### Page excerpt

********

The interaction between sleep and mood is fascinating, complex and supremely practical.
I have received a couple of queries and comments. Let me start with one from a physician:
“I have a question about sleep disorders. My patients seem to suffer from this even after their depression is better.”
This is an extremely interesting issue.
Every healthcare student has been taught about the sleep disturbances that may occur in association with mood disorders. The classic problems in depression are early morning wakening, difficulty in getting off to sleep and sometimes waking in the early hours. Some others will sleep for very long periods, and there has been speculation that this may be a form of hibernation behavior. People with abnormally elevated mood can often stay awake for days at a time. There is also the well-known problem of seasonal affective disorder, in which the long winter nights can cause depression. Fortunately the depression is often relieved by the use of a light box.
Many experts now consider that the disturbances of sleep are often the primary problem, which then cause depressed or elevated mood. This is actually not a new idea: one of the old fashioned treatments for depression was sleep deprivation and many of us who have worked all night have experienced the mildly manic symptoms of sleep deprivation. On early morning rounds at the hospital I commented that it was easy to tell if some of the residents had been working all night, even before they presented their reports. The giggling, high energy and disturbances in thought patterns were not at all what one sees when someone is tired.
It is not just the sleep deprivation, but also light. It is well known that people suffering with bipolar disorder are more likely to get manic episode in the spring and early summer, as the amount of ambient light increases. It is the converse of the seasonal affective disorder problem.
So what often happens is that antidepressant medications do indeed help with the depressed mood, but the underlying sleep problem takes much longer to correct itself. This is also one of the reasons why people who have seen their mood improve on treatment still have cognitive problems that can go on for months after the mood symptoms have been corrected. It is probably a combination of sleep deprivation and also the impact of corticosteroids that can rise in some sufferers causing transient damage to some key regions of the brain.
It would be nice if we could modulate people’s sleep/wake cycles and thereby treat the mood problems directly, but at the moment, despite the enormous advances in pharmacological treatments of sleep problems, we are still not able to do that reliably.

********

### Data section
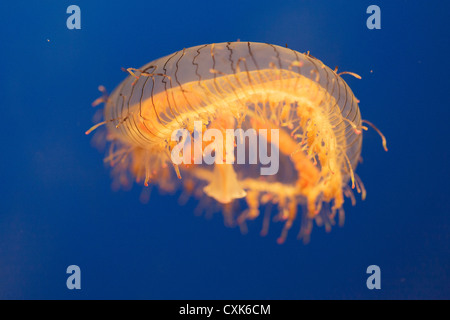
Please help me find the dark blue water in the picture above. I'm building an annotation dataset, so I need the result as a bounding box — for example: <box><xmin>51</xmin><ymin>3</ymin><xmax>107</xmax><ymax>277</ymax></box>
<box><xmin>0</xmin><ymin>0</ymin><xmax>450</xmax><ymax>299</ymax></box>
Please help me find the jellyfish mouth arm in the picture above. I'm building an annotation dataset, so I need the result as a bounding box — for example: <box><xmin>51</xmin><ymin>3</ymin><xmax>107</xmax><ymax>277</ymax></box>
<box><xmin>203</xmin><ymin>163</ymin><xmax>247</xmax><ymax>204</ymax></box>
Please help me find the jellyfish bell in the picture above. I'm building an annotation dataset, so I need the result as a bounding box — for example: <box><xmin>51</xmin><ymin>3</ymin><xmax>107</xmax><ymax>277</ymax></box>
<box><xmin>88</xmin><ymin>42</ymin><xmax>385</xmax><ymax>242</ymax></box>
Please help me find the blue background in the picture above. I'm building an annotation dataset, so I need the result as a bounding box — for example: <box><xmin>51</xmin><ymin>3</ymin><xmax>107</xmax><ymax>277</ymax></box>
<box><xmin>0</xmin><ymin>0</ymin><xmax>450</xmax><ymax>299</ymax></box>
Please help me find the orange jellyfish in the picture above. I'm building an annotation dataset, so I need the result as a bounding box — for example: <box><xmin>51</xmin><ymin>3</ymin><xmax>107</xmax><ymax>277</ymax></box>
<box><xmin>87</xmin><ymin>42</ymin><xmax>386</xmax><ymax>243</ymax></box>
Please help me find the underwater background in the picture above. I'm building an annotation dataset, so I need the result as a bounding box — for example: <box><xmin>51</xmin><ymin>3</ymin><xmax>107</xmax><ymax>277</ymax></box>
<box><xmin>0</xmin><ymin>0</ymin><xmax>450</xmax><ymax>299</ymax></box>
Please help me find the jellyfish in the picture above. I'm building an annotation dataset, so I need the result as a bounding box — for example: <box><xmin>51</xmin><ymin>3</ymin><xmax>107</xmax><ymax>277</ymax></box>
<box><xmin>87</xmin><ymin>41</ymin><xmax>386</xmax><ymax>243</ymax></box>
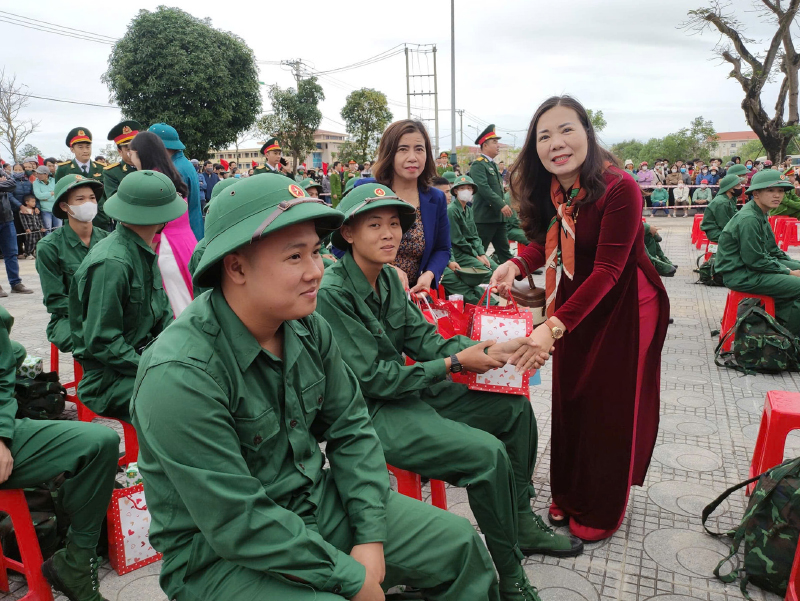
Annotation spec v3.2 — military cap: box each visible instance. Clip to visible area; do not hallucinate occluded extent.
[261,138,281,154]
[719,173,741,194]
[103,169,187,225]
[300,177,322,194]
[747,169,794,192]
[331,182,417,250]
[196,174,343,288]
[51,173,103,219]
[106,120,142,146]
[723,164,749,179]
[147,123,186,151]
[67,127,92,148]
[475,123,500,146]
[451,175,478,193]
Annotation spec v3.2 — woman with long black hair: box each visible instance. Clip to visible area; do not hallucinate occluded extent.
[492,96,669,541]
[130,131,197,319]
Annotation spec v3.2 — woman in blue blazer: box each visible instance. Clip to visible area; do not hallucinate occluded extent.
[346,119,450,296]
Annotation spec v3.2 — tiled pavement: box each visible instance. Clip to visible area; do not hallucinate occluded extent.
[0,217,800,601]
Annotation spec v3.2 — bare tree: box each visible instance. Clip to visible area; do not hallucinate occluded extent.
[682,0,800,162]
[0,68,40,160]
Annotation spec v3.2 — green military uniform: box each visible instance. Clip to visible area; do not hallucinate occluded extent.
[103,121,142,198]
[700,174,741,242]
[36,175,108,353]
[714,169,800,335]
[131,171,498,601]
[69,171,186,422]
[644,223,677,277]
[317,184,582,598]
[55,127,111,231]
[442,175,497,305]
[0,306,119,601]
[469,125,511,264]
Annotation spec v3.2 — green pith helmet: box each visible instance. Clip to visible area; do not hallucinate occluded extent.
[719,173,747,194]
[723,164,750,179]
[450,175,478,196]
[747,169,794,193]
[195,175,344,288]
[300,177,322,194]
[53,173,103,219]
[331,184,417,250]
[103,169,187,225]
[442,171,459,186]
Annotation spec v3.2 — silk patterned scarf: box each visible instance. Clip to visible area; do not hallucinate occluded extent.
[545,176,586,317]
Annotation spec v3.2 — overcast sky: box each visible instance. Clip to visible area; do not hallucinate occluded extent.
[0,0,788,156]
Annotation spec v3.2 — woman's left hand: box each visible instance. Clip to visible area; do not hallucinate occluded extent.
[411,271,434,298]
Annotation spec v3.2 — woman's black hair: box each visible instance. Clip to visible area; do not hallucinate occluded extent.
[130,131,189,198]
[509,96,619,244]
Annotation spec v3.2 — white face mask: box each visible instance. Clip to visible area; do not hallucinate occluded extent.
[68,202,97,223]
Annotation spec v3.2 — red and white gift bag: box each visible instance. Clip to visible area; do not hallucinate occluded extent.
[108,484,161,575]
[469,287,533,396]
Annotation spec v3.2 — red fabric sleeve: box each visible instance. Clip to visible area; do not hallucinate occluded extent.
[552,177,642,330]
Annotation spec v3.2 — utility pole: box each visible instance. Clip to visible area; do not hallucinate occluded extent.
[450,0,456,154]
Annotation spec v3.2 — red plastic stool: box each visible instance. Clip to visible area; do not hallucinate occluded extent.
[0,490,53,601]
[747,390,800,495]
[386,464,447,511]
[719,290,775,351]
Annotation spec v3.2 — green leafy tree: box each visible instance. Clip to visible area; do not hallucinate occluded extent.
[256,77,325,170]
[683,0,800,162]
[586,109,608,134]
[341,88,392,163]
[102,6,261,159]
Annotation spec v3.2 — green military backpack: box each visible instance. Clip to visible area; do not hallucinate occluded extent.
[694,255,725,286]
[714,298,800,374]
[703,458,800,599]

********

### What to do
Write out the stretch of the text on sleep and mood from "Every healthcare student" through "a light box.", word for word. None of the material matters for this exercise.

### Answer to this exercise
Every healthcare student has been taught about the sleep disturbances that may occur in association with mood disorders. The classic problems in depression are early morning wakening, difficulty in getting off to sleep and sometimes waking in the early hours. Some others will sleep for very long periods, and there has been speculation that this may be a form of hibernation behavior. People with abnormally elevated mood can often stay awake for days at a time. There is also the well-known problem of seasonal affective disorder, in which the long winter nights can cause depression. Fortunately the depression is often relieved by the use of a light box.